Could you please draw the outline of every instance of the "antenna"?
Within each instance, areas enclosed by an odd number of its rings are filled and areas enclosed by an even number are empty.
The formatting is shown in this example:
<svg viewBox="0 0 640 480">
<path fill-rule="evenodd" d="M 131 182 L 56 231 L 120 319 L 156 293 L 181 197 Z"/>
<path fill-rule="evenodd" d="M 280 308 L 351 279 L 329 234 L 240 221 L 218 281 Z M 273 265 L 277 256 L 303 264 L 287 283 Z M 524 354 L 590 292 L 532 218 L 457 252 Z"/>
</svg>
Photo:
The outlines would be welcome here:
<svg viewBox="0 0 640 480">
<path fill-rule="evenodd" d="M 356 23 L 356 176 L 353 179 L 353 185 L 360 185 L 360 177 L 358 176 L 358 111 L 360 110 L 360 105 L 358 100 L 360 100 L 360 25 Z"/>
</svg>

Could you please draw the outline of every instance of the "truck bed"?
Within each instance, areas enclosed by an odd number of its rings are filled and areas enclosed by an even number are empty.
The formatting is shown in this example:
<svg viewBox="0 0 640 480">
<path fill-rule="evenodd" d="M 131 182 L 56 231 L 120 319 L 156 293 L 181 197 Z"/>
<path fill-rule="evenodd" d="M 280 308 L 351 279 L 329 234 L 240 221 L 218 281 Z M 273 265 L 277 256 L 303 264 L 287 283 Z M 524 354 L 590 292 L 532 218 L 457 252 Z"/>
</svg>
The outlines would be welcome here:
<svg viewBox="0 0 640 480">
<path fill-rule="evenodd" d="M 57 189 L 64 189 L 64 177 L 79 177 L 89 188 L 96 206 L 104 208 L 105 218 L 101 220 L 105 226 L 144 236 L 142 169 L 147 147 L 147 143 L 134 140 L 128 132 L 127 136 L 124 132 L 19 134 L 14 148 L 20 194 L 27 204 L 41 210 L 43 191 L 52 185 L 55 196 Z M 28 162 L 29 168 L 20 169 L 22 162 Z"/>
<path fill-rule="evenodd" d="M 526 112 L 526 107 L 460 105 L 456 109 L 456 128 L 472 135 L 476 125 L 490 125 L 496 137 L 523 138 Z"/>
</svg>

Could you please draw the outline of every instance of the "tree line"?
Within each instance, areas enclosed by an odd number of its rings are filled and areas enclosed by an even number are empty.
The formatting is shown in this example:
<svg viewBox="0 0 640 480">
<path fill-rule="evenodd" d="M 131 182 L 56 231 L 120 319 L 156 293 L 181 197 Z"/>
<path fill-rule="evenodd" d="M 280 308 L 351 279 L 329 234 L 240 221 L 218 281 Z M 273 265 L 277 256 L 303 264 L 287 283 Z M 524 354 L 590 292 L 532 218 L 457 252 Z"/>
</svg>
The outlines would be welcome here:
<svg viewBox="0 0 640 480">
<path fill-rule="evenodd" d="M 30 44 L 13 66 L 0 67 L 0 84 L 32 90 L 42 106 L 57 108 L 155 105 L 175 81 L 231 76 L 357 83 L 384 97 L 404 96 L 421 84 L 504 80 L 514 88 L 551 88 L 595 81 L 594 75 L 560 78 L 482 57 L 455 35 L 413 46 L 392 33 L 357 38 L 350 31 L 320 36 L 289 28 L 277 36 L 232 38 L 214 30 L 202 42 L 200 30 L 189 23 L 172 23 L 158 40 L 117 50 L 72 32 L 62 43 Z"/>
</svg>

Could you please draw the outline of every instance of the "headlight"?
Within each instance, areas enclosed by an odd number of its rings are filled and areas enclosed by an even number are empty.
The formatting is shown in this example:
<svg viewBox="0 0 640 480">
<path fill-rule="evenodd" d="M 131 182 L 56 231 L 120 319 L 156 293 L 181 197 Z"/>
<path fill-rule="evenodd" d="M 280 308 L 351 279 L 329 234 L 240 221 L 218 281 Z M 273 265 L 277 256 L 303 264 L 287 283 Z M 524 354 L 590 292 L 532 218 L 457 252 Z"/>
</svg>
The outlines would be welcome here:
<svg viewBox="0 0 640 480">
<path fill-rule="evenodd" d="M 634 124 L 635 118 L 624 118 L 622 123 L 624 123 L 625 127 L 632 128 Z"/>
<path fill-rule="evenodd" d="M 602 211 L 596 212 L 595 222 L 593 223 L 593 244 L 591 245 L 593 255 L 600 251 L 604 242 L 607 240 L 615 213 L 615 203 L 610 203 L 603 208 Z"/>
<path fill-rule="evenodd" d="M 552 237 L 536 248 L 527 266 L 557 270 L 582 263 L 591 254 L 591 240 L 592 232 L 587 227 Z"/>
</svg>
____
* _Aim of the exercise_
Take every line from the records that holds "draw" and copy it down.

* _Answer for this exercise_
Could you please draw the outline of every instance of the "antenna"?
Could you please draw the outline of every instance of the "truck bed"?
Could you please draw the outline of every instance of the "tree line"?
Could you please draw the outline of every instance of the "headlight"?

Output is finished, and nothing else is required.